### WHAT IS ASKED
Reproduce the data below, substituting "pin" for every occurrence of "marker" and leaving all other text unchanged. Omit the pictures from your output.

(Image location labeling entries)
'''

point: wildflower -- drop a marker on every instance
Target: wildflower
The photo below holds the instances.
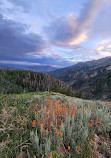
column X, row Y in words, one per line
column 55, row 102
column 39, row 123
column 36, row 105
column 44, row 106
column 99, row 119
column 90, row 124
column 68, row 147
column 50, row 155
column 92, row 121
column 79, row 148
column 57, row 132
column 51, row 124
column 56, row 122
column 59, row 119
column 43, row 125
column 73, row 112
column 33, row 123
column 43, row 131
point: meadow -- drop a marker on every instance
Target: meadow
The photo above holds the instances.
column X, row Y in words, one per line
column 48, row 124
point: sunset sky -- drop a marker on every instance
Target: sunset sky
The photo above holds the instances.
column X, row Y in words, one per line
column 54, row 32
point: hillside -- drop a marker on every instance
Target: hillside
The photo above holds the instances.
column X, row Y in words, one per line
column 52, row 125
column 22, row 81
column 92, row 78
column 36, row 68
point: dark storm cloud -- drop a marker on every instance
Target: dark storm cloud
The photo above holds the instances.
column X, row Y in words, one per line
column 71, row 30
column 15, row 42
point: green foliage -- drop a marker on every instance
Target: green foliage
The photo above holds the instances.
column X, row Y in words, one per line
column 22, row 81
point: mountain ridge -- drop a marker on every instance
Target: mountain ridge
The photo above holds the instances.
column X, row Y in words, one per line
column 91, row 78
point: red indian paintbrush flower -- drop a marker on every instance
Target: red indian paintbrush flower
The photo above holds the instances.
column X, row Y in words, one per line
column 43, row 131
column 90, row 124
column 99, row 119
column 50, row 155
column 79, row 148
column 33, row 123
column 68, row 147
column 92, row 121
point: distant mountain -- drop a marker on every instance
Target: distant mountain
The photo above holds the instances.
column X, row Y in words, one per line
column 36, row 68
column 92, row 78
column 21, row 81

'''

### EXPECTED ANSWER
point: wildflower -- drop a pin on every instance
Target: wildflower
The photo below holds the instances.
column X, row Y in words, one per line
column 55, row 102
column 39, row 123
column 36, row 105
column 44, row 106
column 99, row 119
column 90, row 124
column 68, row 147
column 50, row 155
column 92, row 121
column 79, row 148
column 57, row 132
column 51, row 124
column 56, row 122
column 59, row 119
column 43, row 125
column 73, row 112
column 33, row 123
column 43, row 131
point: meadow -- drop a pin on every instance
Target: meadow
The photo above holds the instances.
column X, row Y in words, one per line
column 48, row 124
point: sunset sky -- drop a pin on every instance
Target: sunset sky
The photo above holds the instances.
column X, row Y in words, one per line
column 54, row 32
point: hillside -- drop a pin on every instance
Target: hillside
The photo above holds the instances.
column X, row Y in words, one per line
column 52, row 125
column 22, row 81
column 92, row 78
column 36, row 68
point: dark storm cloud -- drop a pin on every instance
Target: dark storm cloud
The photo above holds the instances.
column X, row Y in words, one per line
column 71, row 30
column 15, row 42
point: green foliage -- drop a pin on every instance
Target: green foliage
The photo above holds the instances.
column X, row Y in words, one per line
column 22, row 81
point: mountain ridge -- drop a pin on every instance
Target: mountain ridge
The photo above holds the instances.
column X, row Y in words, one per line
column 91, row 78
point: red indian paintbrush flower -- drop a pin on every instance
Target: red indian paintbrush flower
The photo above holds the instances.
column X, row Y in words, one per line
column 43, row 131
column 90, row 124
column 99, row 119
column 50, row 155
column 79, row 148
column 33, row 123
column 68, row 147
column 92, row 121
point: distant mountain -- drop a pin on every instance
Target: distant mountain
The photo above holds the instances.
column X, row Y in words, one per line
column 36, row 68
column 92, row 78
column 21, row 81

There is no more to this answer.